- Challenge -
Pull out every line in the items below that contains the word "mound", and copy each of those lines in full.

- Exercise data -
········
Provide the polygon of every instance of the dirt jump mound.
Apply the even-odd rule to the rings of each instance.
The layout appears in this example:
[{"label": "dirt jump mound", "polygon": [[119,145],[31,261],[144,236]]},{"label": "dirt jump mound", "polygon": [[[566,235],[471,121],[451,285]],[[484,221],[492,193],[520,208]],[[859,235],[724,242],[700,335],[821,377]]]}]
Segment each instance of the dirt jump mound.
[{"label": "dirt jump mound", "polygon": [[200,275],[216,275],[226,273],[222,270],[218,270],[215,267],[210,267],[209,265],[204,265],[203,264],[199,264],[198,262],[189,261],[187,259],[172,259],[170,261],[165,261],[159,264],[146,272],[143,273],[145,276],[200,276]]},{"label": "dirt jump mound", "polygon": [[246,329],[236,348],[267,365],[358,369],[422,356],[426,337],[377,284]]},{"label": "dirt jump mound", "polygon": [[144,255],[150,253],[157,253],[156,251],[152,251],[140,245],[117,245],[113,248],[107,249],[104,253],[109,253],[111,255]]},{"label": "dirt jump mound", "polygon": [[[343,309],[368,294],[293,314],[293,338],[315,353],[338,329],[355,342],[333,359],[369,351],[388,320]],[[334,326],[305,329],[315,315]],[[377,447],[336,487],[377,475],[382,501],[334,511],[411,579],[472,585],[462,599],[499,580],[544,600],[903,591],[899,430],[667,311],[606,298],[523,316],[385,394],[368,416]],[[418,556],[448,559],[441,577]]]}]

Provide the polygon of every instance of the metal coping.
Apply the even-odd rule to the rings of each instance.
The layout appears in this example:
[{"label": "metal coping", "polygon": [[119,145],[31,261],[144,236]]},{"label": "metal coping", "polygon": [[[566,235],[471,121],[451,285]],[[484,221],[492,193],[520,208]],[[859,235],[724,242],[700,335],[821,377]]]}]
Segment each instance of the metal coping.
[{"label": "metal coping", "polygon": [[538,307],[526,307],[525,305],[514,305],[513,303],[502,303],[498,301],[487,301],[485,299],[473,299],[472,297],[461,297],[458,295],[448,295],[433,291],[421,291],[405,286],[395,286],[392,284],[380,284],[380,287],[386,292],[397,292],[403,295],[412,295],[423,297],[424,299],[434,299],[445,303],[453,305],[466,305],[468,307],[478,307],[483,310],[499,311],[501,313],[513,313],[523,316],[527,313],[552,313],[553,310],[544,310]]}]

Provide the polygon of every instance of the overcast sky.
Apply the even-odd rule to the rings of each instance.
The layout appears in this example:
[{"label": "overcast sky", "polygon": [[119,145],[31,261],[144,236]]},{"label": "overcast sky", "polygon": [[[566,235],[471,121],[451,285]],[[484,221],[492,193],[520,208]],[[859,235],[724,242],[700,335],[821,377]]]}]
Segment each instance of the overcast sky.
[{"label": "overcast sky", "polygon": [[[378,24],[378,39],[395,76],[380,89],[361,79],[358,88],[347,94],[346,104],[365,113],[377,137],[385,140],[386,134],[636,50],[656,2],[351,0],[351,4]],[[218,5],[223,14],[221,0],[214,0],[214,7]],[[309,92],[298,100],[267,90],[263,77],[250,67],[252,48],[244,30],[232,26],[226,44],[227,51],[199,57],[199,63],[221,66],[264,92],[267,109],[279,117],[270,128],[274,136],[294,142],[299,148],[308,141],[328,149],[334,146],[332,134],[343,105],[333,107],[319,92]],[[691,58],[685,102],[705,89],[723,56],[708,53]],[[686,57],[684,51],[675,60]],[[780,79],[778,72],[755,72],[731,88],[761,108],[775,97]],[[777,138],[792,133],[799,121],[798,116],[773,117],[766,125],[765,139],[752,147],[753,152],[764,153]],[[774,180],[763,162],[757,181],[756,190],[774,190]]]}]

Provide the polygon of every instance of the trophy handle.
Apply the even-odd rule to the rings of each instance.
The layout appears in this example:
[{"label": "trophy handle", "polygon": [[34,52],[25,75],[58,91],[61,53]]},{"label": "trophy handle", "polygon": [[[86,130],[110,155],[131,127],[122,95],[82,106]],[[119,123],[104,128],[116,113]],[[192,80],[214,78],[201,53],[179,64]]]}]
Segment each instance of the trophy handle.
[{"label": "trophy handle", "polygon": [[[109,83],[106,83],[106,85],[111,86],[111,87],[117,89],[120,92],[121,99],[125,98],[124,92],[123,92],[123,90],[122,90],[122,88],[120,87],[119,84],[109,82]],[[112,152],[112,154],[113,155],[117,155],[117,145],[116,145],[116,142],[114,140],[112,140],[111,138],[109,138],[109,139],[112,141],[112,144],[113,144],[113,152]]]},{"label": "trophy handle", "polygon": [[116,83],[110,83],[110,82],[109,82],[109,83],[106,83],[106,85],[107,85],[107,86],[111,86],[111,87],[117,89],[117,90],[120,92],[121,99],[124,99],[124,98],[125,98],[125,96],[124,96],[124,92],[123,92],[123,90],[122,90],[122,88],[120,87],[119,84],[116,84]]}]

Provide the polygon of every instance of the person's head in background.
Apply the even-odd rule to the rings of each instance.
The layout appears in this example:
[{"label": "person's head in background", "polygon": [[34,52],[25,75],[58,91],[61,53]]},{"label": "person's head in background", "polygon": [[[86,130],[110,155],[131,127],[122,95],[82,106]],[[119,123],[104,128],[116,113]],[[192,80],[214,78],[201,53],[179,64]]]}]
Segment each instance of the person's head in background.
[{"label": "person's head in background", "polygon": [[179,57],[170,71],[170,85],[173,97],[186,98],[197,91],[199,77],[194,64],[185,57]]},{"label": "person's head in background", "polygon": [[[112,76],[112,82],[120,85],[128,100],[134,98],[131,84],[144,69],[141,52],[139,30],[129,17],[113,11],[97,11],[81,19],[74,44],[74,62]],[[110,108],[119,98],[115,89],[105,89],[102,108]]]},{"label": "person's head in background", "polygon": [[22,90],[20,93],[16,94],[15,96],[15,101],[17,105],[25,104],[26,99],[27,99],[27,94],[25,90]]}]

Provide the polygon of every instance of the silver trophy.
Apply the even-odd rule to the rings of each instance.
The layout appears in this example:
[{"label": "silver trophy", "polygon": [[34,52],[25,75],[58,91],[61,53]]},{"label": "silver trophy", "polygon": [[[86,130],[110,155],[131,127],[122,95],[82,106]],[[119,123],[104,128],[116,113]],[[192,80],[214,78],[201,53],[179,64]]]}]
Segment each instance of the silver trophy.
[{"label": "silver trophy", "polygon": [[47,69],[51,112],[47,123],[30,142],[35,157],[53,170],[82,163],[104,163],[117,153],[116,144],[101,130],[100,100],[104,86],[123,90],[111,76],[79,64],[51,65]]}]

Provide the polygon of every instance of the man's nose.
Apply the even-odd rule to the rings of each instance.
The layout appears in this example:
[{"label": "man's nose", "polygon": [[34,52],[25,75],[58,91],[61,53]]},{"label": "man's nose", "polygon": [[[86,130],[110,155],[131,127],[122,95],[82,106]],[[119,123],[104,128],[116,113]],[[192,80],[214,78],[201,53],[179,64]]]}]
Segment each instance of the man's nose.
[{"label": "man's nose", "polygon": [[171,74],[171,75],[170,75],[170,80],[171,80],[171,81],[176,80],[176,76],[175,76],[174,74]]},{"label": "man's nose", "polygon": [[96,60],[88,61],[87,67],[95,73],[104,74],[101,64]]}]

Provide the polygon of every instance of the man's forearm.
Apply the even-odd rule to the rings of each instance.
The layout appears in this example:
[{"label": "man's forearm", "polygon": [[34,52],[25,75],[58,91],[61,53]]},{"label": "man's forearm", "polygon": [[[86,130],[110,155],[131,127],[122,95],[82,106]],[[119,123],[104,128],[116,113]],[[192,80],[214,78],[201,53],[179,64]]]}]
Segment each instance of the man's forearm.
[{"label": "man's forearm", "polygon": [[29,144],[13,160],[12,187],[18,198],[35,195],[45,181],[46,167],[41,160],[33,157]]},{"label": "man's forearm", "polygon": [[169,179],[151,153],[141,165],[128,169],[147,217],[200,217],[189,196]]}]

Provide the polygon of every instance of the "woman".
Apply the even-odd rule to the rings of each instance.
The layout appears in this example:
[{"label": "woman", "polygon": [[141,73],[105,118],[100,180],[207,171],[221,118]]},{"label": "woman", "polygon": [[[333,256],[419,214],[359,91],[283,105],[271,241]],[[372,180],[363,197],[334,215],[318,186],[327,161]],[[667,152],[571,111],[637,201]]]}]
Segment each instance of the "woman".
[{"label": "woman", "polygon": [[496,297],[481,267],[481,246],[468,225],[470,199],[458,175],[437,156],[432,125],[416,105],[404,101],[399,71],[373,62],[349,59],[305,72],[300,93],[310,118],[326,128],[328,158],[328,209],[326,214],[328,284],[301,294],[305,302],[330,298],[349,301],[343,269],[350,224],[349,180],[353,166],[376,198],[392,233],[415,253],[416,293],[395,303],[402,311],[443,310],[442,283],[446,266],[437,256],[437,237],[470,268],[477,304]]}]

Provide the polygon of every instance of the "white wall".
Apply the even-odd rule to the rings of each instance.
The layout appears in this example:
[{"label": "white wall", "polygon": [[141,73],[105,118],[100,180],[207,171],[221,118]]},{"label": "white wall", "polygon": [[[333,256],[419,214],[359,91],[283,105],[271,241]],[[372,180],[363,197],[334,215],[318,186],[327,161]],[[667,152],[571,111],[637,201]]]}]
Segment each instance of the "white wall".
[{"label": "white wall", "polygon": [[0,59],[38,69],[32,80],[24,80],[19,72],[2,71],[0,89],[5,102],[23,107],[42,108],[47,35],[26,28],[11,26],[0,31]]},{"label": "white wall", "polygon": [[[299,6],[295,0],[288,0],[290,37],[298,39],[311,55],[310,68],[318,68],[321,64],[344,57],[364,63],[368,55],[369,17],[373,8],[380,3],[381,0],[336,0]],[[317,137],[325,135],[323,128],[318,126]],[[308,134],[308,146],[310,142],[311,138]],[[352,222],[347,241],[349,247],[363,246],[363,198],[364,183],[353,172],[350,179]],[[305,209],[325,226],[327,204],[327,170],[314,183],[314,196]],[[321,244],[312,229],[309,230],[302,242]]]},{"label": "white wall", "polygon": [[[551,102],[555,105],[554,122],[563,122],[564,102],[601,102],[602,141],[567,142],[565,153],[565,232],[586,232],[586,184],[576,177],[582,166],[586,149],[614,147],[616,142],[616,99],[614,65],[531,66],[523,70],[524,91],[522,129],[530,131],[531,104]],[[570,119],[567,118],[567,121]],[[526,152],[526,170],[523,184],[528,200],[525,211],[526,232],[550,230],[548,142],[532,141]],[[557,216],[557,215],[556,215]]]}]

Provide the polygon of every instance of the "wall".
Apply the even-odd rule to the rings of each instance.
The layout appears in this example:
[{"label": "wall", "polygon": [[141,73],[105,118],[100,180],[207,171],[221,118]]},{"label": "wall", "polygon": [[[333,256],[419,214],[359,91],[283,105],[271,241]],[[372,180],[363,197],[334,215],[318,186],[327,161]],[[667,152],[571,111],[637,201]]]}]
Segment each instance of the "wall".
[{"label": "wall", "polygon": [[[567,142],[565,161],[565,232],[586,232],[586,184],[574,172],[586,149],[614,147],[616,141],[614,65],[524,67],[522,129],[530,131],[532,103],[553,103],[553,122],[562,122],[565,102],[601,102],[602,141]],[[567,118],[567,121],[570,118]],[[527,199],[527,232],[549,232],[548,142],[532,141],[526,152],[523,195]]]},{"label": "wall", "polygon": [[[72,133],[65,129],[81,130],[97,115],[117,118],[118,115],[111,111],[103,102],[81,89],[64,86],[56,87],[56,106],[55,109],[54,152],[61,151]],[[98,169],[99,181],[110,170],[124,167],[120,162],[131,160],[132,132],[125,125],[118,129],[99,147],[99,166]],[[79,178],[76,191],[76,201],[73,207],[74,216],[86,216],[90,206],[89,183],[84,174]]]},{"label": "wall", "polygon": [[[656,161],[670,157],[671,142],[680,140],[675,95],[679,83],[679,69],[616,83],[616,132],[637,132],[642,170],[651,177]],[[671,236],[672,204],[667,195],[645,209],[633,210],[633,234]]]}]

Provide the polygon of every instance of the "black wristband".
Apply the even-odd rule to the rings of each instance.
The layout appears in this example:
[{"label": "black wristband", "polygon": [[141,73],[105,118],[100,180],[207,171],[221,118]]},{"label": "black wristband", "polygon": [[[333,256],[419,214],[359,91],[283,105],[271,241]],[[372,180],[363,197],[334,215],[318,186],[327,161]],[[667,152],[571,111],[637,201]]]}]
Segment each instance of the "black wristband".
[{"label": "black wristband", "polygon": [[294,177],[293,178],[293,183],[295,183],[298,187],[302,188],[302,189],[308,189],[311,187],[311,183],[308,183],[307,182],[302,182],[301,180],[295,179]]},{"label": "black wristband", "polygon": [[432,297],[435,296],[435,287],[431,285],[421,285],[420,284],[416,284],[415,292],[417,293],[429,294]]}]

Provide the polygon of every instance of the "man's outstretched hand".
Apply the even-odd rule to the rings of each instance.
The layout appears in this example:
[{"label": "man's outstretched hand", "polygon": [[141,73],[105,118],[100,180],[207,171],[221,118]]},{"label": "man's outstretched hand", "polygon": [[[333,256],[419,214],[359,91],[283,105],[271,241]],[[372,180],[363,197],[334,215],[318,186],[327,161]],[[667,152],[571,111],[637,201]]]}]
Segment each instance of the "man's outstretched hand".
········
- Written response -
Provide the polygon of every instance of the dirt jump mound.
[{"label": "dirt jump mound", "polygon": [[119,145],[31,261],[144,236]]},{"label": "dirt jump mound", "polygon": [[[566,235],[471,121],[451,285]],[[484,221],[492,193],[520,208]],[[859,235],[724,242],[700,335],[821,377]]]}]
Segment each instance of the dirt jump mound.
[{"label": "dirt jump mound", "polygon": [[200,275],[216,275],[226,273],[222,270],[218,270],[215,267],[210,267],[209,265],[204,265],[203,264],[199,264],[198,262],[189,261],[187,259],[172,259],[170,261],[165,261],[159,264],[146,272],[143,273],[145,276],[200,276]]},{"label": "dirt jump mound", "polygon": [[246,329],[236,348],[267,365],[358,369],[422,356],[426,337],[377,284]]},{"label": "dirt jump mound", "polygon": [[144,255],[150,253],[157,253],[156,251],[152,251],[140,245],[117,245],[113,248],[107,249],[104,253],[109,253],[111,255]]},{"label": "dirt jump mound", "polygon": [[[343,309],[368,294],[293,314],[293,338],[315,353],[338,329],[355,342],[333,359],[369,351],[388,320]],[[334,326],[305,329],[315,315]],[[377,447],[336,487],[377,475],[382,501],[334,511],[411,579],[472,585],[462,599],[499,580],[544,600],[903,591],[899,430],[667,311],[606,298],[523,316],[385,394],[368,416]],[[418,556],[448,559],[441,577]]]}]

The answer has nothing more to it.